> **STATED GOAL**
Count the lines in the items below that contain the word "wheel", and reply with that number alone.

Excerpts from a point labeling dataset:
— Begin —
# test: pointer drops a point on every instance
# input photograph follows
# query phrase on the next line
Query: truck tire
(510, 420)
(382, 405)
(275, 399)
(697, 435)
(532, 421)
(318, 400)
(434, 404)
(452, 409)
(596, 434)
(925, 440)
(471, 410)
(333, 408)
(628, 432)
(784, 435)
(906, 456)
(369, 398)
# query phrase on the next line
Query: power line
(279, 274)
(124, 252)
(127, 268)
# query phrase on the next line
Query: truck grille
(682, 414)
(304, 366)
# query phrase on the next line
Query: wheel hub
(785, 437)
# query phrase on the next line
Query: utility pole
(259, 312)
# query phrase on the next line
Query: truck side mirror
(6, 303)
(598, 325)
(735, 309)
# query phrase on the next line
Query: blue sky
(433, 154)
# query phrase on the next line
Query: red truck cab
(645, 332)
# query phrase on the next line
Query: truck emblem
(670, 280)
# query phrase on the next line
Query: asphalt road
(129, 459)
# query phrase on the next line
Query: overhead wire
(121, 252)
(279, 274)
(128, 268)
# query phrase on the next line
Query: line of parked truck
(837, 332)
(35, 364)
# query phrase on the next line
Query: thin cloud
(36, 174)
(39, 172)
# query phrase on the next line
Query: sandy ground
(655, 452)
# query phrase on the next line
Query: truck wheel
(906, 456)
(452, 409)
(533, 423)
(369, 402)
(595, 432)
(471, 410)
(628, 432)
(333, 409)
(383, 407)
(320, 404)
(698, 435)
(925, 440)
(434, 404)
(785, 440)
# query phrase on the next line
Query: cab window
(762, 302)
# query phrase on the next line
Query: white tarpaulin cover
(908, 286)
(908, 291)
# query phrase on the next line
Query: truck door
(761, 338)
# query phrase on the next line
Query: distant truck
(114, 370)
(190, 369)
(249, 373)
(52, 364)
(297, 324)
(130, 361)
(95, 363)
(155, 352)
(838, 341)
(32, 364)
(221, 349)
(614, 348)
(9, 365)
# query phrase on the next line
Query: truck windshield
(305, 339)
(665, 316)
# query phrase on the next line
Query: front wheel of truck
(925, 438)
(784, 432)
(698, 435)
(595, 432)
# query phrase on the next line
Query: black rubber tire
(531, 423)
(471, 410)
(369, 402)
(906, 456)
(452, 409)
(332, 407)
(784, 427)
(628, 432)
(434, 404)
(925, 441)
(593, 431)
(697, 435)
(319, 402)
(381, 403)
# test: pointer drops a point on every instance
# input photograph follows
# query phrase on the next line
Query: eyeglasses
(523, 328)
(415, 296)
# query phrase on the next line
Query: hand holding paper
— End —
> **EXERCISE SOLUTION**
3